- _Problem details_
Copy out each line of the entries where the word "bull" is present.

- _Saved entries_

§

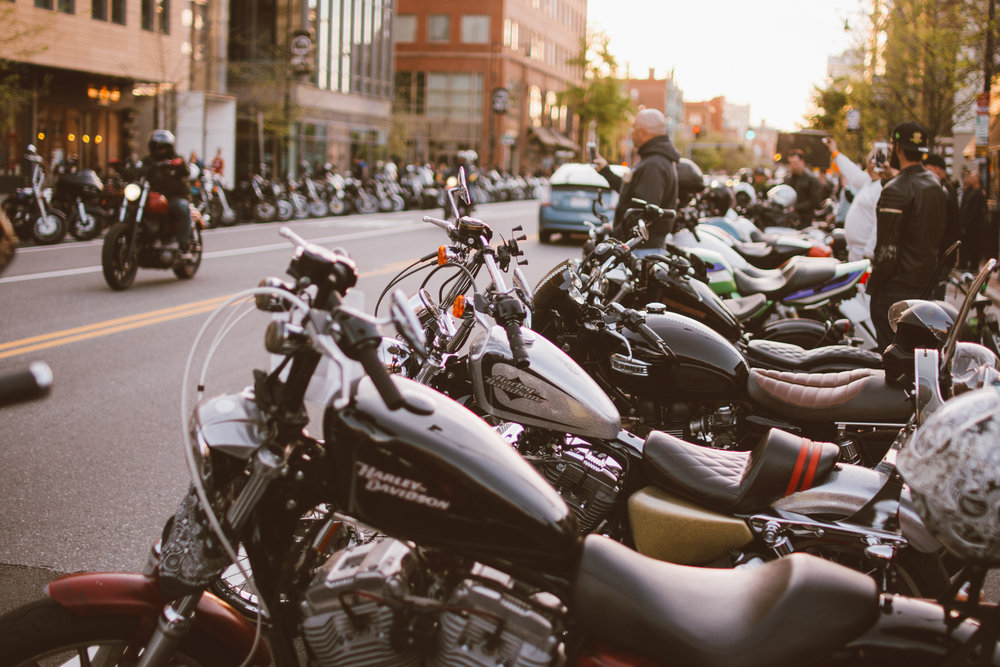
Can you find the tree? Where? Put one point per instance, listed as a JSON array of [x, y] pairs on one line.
[[601, 98]]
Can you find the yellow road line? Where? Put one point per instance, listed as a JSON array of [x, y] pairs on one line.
[[86, 332]]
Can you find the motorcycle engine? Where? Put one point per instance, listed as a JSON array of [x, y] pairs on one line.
[[365, 607]]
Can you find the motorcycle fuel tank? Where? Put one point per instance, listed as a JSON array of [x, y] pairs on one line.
[[553, 392], [707, 366], [439, 475]]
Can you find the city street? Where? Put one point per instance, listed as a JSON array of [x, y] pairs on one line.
[[91, 474]]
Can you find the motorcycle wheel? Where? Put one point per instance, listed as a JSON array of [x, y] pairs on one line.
[[46, 633], [337, 206], [913, 574], [366, 204], [319, 209], [50, 228], [265, 211], [285, 210], [118, 265], [94, 220], [187, 269]]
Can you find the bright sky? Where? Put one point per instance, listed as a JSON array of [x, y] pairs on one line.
[[765, 53]]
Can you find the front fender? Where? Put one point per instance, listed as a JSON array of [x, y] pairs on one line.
[[137, 595]]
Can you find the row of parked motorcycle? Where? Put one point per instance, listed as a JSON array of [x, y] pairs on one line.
[[80, 203], [580, 473]]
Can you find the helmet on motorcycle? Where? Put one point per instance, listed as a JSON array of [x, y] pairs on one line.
[[744, 195], [782, 195], [918, 324], [718, 199], [690, 180], [952, 466], [161, 144]]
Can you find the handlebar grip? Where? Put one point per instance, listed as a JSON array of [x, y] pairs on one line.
[[25, 385], [517, 348], [381, 378]]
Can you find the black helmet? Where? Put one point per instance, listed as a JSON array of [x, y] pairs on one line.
[[161, 144], [918, 324], [718, 199], [690, 180]]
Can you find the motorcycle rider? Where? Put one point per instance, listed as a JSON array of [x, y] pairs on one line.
[[910, 222], [654, 180], [168, 174]]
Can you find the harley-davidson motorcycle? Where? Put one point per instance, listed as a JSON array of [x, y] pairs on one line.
[[476, 560], [143, 237]]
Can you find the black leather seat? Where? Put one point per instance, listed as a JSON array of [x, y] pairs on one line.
[[794, 610], [861, 395], [738, 482], [788, 357], [796, 274], [744, 307]]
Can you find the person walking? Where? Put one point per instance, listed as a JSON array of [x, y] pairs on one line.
[[910, 223], [972, 221], [808, 189], [653, 180]]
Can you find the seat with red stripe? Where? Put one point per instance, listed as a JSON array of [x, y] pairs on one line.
[[738, 482]]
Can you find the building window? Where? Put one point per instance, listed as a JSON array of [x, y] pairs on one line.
[[156, 16], [439, 28], [99, 10], [406, 28], [476, 29], [455, 95]]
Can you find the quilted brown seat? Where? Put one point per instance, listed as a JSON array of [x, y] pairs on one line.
[[860, 395], [738, 482]]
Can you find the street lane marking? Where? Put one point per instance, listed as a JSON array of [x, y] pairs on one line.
[[89, 331]]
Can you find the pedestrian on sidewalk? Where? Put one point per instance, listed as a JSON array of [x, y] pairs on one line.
[[910, 222], [972, 218]]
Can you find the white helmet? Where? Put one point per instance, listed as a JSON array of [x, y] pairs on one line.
[[782, 195], [952, 466]]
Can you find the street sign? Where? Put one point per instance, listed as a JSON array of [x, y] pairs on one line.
[[853, 119]]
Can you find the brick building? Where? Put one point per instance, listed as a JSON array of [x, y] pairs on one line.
[[483, 74]]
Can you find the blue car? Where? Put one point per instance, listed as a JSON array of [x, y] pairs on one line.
[[573, 190]]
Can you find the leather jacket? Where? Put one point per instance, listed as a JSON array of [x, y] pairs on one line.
[[911, 217]]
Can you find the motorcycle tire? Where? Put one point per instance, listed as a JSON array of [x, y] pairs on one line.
[[337, 206], [366, 205], [186, 269], [50, 228], [285, 210], [264, 212], [913, 574], [318, 209], [94, 221], [45, 632], [118, 265]]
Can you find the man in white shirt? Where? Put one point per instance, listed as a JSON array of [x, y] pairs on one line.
[[859, 225]]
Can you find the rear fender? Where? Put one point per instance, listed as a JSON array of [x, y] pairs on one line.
[[137, 595]]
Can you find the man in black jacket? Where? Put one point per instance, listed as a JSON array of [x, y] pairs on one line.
[[654, 180], [910, 221]]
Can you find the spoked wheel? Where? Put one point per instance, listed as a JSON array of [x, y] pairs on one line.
[[265, 211], [44, 633], [911, 573], [49, 228], [188, 267], [119, 265]]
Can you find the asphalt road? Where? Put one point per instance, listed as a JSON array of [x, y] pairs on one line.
[[90, 475]]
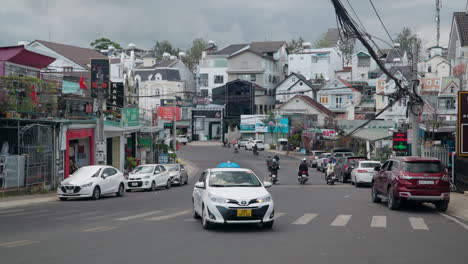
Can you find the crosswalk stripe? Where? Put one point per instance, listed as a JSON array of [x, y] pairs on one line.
[[341, 220], [138, 216], [379, 221], [303, 220], [418, 223], [169, 216], [11, 211]]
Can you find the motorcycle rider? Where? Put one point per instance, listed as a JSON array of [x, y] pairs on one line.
[[303, 167]]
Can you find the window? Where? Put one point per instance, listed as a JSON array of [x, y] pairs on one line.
[[219, 79], [203, 81], [324, 99]]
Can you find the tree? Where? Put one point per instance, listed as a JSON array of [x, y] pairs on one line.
[[294, 45], [406, 38], [322, 42], [162, 47], [346, 48], [103, 44], [194, 53]]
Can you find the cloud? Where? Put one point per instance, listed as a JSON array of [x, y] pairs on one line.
[[143, 22]]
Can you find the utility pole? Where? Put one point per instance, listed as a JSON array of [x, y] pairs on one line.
[[414, 119], [100, 125]]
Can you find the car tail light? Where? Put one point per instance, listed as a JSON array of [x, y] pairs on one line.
[[445, 178]]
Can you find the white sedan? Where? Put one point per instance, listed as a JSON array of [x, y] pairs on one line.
[[232, 196], [149, 177], [363, 172], [92, 181]]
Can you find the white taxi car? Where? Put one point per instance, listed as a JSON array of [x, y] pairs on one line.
[[232, 196], [92, 181], [148, 177]]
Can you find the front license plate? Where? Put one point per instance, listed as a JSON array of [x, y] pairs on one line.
[[426, 182], [244, 213]]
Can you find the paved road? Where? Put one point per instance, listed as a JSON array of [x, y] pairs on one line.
[[316, 224]]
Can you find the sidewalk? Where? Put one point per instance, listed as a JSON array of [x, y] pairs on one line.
[[458, 206]]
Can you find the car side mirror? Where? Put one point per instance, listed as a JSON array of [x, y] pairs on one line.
[[200, 185]]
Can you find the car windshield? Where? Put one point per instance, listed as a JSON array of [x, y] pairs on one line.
[[143, 169], [369, 164], [234, 179], [423, 167], [174, 167]]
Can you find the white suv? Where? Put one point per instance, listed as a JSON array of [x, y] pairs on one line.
[[148, 177]]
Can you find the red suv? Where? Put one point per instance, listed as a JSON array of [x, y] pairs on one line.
[[417, 179]]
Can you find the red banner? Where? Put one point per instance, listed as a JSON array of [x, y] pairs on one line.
[[167, 112]]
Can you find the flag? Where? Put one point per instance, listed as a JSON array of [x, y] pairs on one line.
[[34, 94], [82, 83]]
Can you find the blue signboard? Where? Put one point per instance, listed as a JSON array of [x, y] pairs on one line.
[[163, 158]]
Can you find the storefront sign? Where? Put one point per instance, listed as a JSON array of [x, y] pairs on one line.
[[168, 112], [130, 117], [103, 66], [462, 124], [400, 141]]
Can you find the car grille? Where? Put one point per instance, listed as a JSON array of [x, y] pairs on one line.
[[230, 214], [76, 189], [131, 184]]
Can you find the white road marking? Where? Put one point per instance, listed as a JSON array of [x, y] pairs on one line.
[[11, 211], [379, 221], [138, 216], [169, 216], [303, 220], [455, 220], [418, 223], [341, 220]]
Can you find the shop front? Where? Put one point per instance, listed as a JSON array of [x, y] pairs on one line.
[[79, 149]]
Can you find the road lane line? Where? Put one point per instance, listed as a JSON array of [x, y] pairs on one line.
[[303, 220], [169, 216], [418, 223], [11, 211], [455, 220], [138, 216], [341, 220], [379, 221], [23, 244], [14, 242]]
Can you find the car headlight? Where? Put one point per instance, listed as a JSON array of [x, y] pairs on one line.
[[86, 185], [264, 199], [218, 199]]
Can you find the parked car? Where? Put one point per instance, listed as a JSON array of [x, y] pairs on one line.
[[177, 173], [148, 177], [259, 144], [93, 182], [183, 139], [344, 166], [243, 141], [322, 161], [364, 172], [417, 179], [314, 157]]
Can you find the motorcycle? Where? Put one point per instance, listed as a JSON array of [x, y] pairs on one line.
[[303, 178], [330, 178]]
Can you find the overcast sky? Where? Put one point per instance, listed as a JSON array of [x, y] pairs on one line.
[[79, 22]]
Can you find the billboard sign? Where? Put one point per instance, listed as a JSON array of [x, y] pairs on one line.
[[462, 137], [400, 141]]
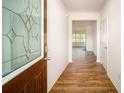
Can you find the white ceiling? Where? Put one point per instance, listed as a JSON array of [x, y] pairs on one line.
[[84, 5]]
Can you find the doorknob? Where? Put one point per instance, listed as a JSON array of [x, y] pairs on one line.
[[47, 58]]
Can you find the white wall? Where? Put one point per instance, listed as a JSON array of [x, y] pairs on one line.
[[94, 29], [112, 10], [90, 37], [83, 16], [57, 36]]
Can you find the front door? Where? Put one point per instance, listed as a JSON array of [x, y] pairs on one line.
[[18, 18]]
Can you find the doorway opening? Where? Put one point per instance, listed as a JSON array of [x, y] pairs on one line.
[[84, 39]]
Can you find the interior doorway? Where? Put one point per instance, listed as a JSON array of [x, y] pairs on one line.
[[84, 38], [103, 43]]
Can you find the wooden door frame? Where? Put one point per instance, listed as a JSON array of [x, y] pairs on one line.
[[19, 83]]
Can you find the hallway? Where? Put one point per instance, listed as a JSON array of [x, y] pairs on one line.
[[85, 76]]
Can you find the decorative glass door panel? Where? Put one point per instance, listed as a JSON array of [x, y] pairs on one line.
[[21, 33]]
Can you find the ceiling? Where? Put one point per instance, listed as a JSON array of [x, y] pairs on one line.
[[84, 5]]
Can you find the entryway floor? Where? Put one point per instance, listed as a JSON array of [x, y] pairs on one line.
[[84, 75]]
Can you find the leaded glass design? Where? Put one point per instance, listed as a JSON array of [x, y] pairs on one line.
[[21, 33]]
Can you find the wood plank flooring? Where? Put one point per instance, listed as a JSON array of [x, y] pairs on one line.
[[84, 75]]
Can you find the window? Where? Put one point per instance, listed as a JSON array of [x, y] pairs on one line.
[[22, 33], [78, 37]]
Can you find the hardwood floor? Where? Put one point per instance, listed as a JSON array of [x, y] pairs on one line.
[[84, 75]]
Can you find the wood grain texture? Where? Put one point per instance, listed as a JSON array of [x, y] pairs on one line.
[[84, 76]]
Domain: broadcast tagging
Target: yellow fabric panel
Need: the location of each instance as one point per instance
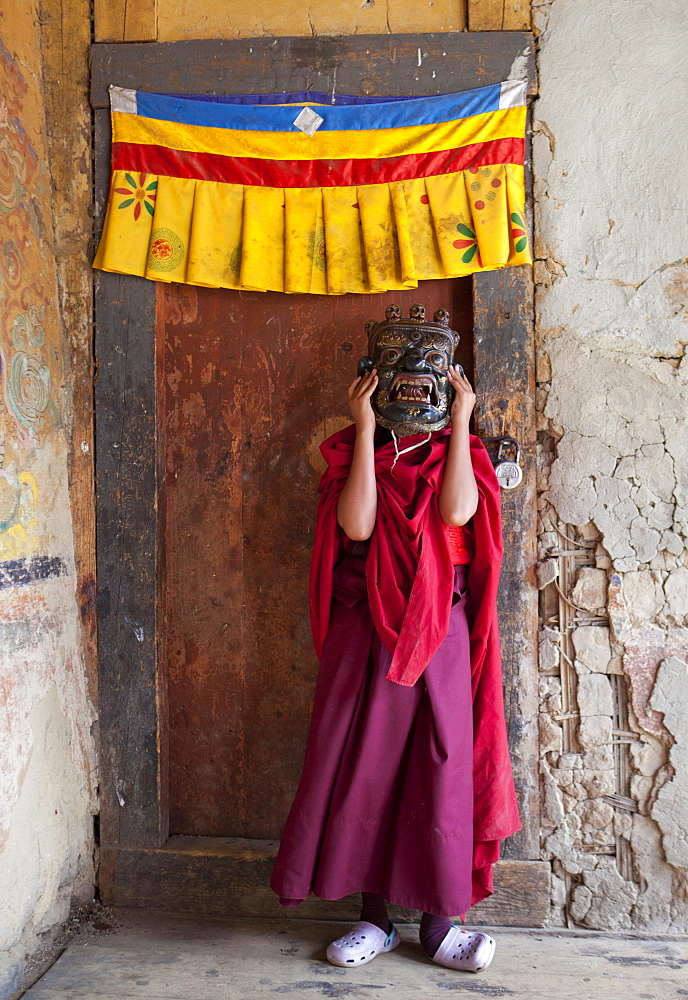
(344, 145)
(215, 250)
(169, 239)
(379, 237)
(370, 238)
(421, 229)
(346, 270)
(304, 241)
(262, 244)
(407, 265)
(124, 243)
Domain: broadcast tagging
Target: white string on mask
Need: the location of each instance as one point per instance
(404, 451)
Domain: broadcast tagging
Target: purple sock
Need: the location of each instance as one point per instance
(433, 931)
(374, 910)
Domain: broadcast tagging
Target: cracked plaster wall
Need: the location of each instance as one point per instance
(612, 328)
(47, 767)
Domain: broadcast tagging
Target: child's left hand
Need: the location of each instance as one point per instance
(464, 400)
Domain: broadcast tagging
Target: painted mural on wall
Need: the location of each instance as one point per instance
(27, 361)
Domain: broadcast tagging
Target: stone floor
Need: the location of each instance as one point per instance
(148, 957)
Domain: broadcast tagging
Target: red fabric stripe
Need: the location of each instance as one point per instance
(311, 173)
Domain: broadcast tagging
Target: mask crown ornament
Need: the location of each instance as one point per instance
(413, 395)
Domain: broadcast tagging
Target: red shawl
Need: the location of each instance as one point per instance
(410, 581)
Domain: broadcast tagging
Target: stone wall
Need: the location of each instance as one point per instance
(47, 778)
(612, 326)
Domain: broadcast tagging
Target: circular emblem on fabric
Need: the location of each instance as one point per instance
(166, 251)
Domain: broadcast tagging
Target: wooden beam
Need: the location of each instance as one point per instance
(228, 877)
(125, 20)
(133, 786)
(354, 64)
(498, 15)
(505, 384)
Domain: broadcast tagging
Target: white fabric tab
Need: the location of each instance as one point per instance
(308, 121)
(513, 93)
(123, 100)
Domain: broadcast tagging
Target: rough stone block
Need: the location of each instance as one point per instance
(642, 594)
(593, 649)
(670, 810)
(676, 590)
(610, 899)
(595, 731)
(590, 591)
(594, 695)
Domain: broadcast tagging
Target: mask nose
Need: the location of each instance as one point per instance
(415, 362)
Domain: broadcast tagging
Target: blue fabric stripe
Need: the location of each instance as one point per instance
(292, 97)
(359, 117)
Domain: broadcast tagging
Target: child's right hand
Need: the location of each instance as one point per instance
(359, 393)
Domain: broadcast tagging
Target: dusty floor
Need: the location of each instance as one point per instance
(164, 958)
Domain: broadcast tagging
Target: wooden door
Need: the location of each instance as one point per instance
(206, 502)
(249, 384)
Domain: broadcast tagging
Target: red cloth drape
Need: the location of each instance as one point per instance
(409, 577)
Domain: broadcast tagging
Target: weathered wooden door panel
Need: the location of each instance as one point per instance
(249, 384)
(229, 641)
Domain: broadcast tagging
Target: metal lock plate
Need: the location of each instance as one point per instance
(509, 475)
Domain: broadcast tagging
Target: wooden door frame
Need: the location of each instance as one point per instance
(140, 865)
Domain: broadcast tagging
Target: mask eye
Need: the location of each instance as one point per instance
(390, 356)
(438, 359)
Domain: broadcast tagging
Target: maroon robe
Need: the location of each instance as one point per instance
(407, 624)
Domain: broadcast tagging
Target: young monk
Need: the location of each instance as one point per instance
(406, 788)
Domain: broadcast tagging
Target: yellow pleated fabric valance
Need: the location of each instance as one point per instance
(303, 196)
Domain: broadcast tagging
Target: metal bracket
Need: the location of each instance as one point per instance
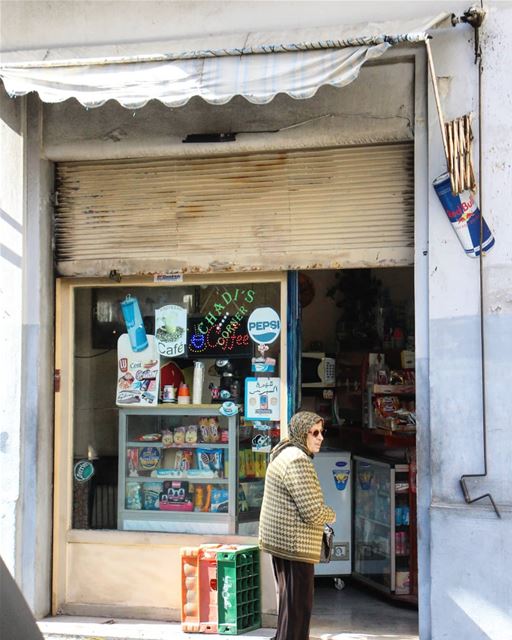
(470, 500)
(474, 17)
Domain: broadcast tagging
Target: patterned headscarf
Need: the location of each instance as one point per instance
(298, 429)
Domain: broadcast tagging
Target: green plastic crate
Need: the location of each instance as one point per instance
(238, 584)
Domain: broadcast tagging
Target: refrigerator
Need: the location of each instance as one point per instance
(384, 530)
(334, 472)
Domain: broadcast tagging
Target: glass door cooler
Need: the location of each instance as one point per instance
(383, 526)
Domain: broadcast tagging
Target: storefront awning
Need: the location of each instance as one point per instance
(255, 66)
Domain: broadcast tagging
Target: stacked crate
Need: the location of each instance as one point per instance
(238, 581)
(199, 589)
(220, 589)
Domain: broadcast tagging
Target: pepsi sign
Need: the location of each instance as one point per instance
(264, 325)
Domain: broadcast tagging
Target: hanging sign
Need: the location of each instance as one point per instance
(262, 398)
(264, 325)
(171, 330)
(83, 471)
(137, 373)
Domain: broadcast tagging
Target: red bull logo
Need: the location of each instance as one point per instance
(464, 214)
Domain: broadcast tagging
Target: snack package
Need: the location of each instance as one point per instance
(151, 493)
(219, 500)
(184, 459)
(149, 437)
(210, 459)
(149, 458)
(191, 434)
(132, 461)
(179, 435)
(209, 429)
(133, 498)
(167, 438)
(213, 426)
(175, 496)
(242, 500)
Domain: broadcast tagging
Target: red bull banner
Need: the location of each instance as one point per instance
(464, 215)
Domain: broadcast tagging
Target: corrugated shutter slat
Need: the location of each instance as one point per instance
(316, 208)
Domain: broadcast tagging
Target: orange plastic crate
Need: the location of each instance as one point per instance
(199, 589)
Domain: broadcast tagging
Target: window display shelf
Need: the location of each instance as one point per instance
(212, 480)
(377, 522)
(196, 445)
(187, 486)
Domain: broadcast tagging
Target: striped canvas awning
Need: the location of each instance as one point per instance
(255, 66)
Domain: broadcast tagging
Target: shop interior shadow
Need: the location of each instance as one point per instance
(355, 609)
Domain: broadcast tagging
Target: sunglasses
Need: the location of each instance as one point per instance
(316, 432)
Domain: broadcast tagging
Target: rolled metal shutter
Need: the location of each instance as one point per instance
(320, 208)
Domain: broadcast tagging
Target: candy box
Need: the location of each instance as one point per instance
(151, 493)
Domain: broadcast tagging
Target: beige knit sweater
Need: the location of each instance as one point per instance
(293, 512)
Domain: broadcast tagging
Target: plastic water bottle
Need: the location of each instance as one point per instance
(197, 390)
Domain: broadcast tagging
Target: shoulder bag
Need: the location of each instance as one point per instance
(327, 543)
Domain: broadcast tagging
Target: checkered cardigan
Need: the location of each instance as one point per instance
(293, 512)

§

- _Answer section_
Target: red bull logo
Target: red bull banner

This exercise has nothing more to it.